=== WHAT THIS TASK INVOLVES ===
Copy the passage on machine-learned potentials word for word from "The overall workflow" to "from DFT calculations.".

=== EXCERPT TO READ ===
3.5. The Theory of Machine-Learned Potentials


download:pdf

3.5.1. Introduction

Machine-learned potentials (MLPs) are represented by generic functions containing several dozens or even hundreds of parameters, i.e., very often a much larger number of parameters than typically defined for most traditional forcefields. The limited number of descriptors in most traditional forcefields constrains the degree to which they can match a large training set of material configurations. The smaller the number of atomic potential parameters, the more computationally efficient it tends to be, but the smaller the configuration space to which a potential is trained, the more limited is its applicability to material configurations outside of its training set. The larger parameter spaces represented by MLPs enables them to describe a larger material configuration space with improved and relatively uniform fidelity, thus maximizing the value of large training sets such as can be generated with ab initio computational methods. This advantage comes at a cost. An MLP described by a large parameter set requires correspondingly larger computational efforts both to develop and to use it. Furthermore, the greater versatility of MLPs, and a functional form amenable to automated optimization methods, requires that one abandons older functional forms in which the individual terms in the potential claim independent physical meaning such as Coulomb and Van der Waals interactions. Only the entire MLP taken as an integral whole has physical meaning. This fact implies that an MLP optimized on a particular training set of material configurations is different from any other MLP optimized on any different training set or optimized with different fitting criteria. Adding a new structural configuration, or a new alloy constituent, or changing the fitting criteria, requires an entirely new fit.

The overall workflow of most MLP approaches consists of two, sometimes iterative steps, namely,

  • The generation of a large dataset of atomic structures and the associated energies, forces, stress tensors, and possibly other properties as arising from DFT calculations.

=== DATA PROVIDED ===
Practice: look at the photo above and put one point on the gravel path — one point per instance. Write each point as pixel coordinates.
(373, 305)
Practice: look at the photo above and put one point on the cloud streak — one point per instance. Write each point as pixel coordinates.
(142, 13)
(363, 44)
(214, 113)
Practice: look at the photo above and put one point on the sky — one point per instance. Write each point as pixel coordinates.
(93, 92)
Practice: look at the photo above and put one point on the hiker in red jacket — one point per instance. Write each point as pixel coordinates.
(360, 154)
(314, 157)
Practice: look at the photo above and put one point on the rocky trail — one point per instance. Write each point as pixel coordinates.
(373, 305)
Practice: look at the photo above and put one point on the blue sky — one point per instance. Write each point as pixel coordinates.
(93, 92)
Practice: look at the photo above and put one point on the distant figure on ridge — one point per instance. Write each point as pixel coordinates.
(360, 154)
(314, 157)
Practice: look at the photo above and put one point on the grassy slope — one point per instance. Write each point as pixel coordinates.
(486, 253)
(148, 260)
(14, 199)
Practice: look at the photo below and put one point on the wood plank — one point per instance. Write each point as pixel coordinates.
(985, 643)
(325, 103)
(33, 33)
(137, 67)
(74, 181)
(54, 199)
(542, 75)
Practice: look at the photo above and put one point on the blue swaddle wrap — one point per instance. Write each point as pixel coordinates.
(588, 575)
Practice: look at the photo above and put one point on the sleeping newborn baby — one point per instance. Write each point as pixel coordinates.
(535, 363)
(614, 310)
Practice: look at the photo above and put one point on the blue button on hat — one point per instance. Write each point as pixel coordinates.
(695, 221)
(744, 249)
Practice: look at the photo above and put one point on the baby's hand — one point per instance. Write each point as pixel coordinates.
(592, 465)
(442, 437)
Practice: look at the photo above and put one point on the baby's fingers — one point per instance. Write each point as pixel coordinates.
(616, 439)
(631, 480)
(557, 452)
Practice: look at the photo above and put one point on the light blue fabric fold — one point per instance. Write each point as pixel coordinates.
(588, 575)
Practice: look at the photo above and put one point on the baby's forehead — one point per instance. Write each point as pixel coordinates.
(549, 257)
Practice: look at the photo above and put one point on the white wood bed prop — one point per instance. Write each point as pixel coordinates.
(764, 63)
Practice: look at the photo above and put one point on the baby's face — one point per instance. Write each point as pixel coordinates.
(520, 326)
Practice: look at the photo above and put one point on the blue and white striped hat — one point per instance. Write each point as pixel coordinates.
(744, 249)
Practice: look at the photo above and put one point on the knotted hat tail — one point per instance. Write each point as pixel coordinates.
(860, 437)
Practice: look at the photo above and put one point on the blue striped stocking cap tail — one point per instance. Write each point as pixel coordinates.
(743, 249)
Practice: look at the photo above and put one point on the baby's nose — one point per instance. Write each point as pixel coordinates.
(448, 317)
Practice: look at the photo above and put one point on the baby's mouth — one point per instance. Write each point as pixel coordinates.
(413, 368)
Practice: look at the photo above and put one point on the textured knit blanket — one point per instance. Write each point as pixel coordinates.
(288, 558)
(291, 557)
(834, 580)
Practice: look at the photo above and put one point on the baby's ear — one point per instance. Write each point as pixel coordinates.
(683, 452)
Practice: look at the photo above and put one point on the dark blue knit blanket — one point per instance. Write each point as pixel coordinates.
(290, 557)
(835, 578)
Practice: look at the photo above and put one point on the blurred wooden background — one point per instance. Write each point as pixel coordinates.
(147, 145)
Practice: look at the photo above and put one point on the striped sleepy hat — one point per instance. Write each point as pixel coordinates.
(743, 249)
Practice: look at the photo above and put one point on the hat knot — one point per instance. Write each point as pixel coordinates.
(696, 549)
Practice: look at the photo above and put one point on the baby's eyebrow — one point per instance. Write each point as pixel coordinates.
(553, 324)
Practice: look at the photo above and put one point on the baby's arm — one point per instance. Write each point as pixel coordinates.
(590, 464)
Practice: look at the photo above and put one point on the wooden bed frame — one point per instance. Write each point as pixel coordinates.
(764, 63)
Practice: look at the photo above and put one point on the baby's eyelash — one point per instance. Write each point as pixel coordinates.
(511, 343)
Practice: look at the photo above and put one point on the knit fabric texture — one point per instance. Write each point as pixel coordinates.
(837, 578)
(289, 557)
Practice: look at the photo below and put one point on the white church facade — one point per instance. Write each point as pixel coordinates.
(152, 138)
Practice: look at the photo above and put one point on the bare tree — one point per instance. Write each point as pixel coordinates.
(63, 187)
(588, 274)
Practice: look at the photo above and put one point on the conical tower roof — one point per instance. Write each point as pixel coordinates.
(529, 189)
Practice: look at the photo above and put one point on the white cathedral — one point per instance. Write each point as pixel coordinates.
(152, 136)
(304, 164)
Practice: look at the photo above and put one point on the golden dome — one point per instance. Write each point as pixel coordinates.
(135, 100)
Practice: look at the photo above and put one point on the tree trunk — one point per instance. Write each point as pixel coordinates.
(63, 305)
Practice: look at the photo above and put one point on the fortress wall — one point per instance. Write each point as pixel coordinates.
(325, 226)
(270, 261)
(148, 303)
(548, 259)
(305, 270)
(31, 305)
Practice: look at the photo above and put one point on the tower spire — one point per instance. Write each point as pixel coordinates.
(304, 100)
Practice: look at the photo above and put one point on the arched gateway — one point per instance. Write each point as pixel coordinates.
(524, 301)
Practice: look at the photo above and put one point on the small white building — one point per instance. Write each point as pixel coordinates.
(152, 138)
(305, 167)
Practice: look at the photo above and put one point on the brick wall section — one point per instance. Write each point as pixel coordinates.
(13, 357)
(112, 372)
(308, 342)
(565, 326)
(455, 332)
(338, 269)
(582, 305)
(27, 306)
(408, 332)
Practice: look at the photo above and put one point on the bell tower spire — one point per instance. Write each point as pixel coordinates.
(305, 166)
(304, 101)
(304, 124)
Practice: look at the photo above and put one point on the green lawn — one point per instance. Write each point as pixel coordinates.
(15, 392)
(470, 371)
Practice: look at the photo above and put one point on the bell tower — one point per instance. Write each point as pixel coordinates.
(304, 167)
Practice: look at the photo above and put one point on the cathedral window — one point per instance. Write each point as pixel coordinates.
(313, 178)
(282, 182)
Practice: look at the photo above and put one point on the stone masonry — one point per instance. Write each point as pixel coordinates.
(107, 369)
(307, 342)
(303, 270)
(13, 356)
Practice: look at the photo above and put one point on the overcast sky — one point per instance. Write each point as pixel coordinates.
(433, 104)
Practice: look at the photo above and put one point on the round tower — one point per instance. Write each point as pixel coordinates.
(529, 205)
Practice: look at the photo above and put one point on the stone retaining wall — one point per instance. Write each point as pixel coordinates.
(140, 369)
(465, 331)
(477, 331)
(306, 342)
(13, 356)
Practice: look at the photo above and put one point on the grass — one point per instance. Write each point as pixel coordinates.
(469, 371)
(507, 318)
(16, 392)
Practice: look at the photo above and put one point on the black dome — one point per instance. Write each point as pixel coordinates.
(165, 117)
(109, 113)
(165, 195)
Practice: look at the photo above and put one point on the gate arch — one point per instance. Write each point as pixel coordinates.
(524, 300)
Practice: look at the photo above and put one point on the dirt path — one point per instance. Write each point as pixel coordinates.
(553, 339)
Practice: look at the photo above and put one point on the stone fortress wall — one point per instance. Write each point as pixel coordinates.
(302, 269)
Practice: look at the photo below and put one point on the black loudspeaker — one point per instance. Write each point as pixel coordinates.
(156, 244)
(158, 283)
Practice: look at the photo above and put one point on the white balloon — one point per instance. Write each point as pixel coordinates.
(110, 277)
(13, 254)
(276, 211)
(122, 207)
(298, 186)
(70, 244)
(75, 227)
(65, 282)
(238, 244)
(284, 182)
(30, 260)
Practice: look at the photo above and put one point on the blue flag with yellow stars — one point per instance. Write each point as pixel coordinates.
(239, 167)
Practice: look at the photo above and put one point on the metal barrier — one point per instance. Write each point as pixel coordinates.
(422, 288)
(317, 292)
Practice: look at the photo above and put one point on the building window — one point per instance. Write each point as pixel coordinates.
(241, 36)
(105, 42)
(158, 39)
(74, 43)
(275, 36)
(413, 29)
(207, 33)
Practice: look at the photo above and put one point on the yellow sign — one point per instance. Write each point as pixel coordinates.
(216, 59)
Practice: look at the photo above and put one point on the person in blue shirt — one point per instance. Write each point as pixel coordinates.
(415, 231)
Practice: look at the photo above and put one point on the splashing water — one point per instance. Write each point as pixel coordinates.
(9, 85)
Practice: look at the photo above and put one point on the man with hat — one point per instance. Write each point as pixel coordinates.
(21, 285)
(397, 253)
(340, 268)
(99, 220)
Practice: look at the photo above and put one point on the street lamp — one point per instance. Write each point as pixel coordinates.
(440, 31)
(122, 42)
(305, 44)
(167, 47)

=== TASK RESULT ===
The overall workflow of most MLP approaches consists of two, sometimes iterative steps, namely,

  • The generation of a large dataset of atomic structures and the associated energies, forces, stress tensors, and possibly other properties as arising from DFT calculations.